Problem description. Arrange the entries below as a numbered list, covering the stretch from the line containing "handle in the photograph above." through the end of the entries. Omit blank lines and leave the pictures out.

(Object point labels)
Begin

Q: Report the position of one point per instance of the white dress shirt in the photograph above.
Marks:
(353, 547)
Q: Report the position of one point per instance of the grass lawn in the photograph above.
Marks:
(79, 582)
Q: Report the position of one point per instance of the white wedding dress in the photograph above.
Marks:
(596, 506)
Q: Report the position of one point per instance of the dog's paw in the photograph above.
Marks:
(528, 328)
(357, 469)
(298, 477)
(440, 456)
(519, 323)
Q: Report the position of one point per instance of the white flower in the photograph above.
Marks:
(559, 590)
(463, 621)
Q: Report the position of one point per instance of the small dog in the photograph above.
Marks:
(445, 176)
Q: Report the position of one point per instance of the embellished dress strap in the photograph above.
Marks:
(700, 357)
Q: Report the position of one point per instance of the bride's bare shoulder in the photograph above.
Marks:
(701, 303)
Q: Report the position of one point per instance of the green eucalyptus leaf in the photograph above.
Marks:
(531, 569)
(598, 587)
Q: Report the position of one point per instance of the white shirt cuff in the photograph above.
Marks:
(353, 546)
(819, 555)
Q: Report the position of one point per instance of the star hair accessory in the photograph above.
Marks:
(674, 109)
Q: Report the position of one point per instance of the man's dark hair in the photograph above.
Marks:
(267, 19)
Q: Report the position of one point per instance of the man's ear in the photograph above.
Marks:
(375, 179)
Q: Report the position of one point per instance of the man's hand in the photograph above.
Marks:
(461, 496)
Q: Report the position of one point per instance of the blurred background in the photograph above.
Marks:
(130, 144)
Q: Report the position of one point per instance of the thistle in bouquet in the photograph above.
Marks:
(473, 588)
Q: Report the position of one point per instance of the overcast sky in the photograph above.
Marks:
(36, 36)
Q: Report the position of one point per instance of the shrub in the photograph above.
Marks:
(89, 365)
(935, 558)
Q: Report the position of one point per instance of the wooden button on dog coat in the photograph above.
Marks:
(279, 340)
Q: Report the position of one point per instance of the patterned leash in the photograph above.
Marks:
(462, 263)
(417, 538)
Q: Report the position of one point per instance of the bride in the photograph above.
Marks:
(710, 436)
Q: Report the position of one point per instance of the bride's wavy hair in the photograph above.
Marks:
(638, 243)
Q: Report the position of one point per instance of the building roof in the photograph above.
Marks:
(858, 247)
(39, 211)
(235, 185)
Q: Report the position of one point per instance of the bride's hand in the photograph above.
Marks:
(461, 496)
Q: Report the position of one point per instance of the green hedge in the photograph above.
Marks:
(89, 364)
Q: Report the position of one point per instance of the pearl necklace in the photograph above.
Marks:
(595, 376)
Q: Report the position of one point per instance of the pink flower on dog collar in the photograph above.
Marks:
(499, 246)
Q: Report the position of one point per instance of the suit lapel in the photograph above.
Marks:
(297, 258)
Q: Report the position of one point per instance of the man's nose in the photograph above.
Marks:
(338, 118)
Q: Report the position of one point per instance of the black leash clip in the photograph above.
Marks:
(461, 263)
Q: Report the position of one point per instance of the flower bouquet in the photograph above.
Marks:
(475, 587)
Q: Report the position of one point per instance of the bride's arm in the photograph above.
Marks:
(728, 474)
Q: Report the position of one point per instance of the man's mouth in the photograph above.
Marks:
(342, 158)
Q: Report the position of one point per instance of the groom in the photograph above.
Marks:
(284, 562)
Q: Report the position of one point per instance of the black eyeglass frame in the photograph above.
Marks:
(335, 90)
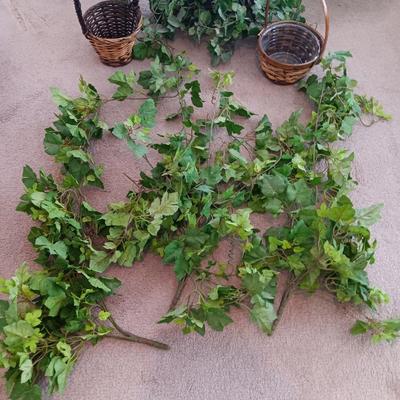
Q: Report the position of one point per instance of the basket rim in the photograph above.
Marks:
(134, 33)
(285, 65)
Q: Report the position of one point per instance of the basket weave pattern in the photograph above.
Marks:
(288, 49)
(111, 26)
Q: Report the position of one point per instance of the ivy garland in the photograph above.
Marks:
(222, 22)
(182, 209)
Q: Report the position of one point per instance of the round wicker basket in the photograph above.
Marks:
(111, 26)
(289, 49)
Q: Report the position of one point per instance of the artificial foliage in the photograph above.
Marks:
(221, 22)
(192, 199)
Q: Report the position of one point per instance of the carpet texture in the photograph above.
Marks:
(312, 355)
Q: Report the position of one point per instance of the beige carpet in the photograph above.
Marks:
(311, 356)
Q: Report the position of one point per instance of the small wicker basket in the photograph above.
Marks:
(289, 49)
(111, 26)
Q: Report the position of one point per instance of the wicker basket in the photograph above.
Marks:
(289, 49)
(111, 26)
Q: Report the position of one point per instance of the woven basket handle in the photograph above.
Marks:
(78, 10)
(327, 23)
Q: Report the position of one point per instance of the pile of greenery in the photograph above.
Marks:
(189, 202)
(222, 22)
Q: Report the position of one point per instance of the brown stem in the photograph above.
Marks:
(178, 294)
(139, 339)
(126, 335)
(282, 305)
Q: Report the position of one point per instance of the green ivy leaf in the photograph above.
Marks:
(147, 113)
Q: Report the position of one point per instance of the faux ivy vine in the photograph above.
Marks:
(189, 202)
(222, 22)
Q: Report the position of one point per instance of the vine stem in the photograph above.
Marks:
(282, 304)
(141, 340)
(178, 293)
(128, 336)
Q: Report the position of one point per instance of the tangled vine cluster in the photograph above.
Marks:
(190, 201)
(221, 22)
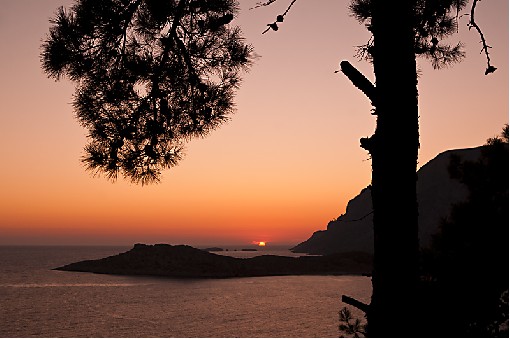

End

Complete answer.
1. Q: Report the position of one point per instance of the woven basket handle in the photograph above.
2. Marks:
3. (78, 10)
4. (327, 23)
5. Q: Report the position of one point per instance of the pile of greenery in the photograph above.
6. Marks:
7. (189, 202)
8. (222, 22)
9. Q: Report the position of one point per instance of the brown stem in the photograph above.
10. Marks:
11. (178, 294)
12. (139, 339)
13. (126, 335)
14. (282, 305)
15. Q: Report the position of one point per instance of the green ivy leaf in the photograph above.
16. Marks:
17. (147, 113)
18. Q: Report the position of one point per instance of the faux ivy vine in the photograph above.
19. Marks:
20. (189, 202)
21. (222, 22)
22. Q: Report the position of one point per instance of the vine stem in the photograph above.
23. Marks:
24. (282, 304)
25. (141, 340)
26. (178, 293)
27. (128, 336)
28. Q: Report the position of one point per instance of the tangled vine cluster in the photograph above.
29. Marks:
30. (190, 201)
31. (221, 22)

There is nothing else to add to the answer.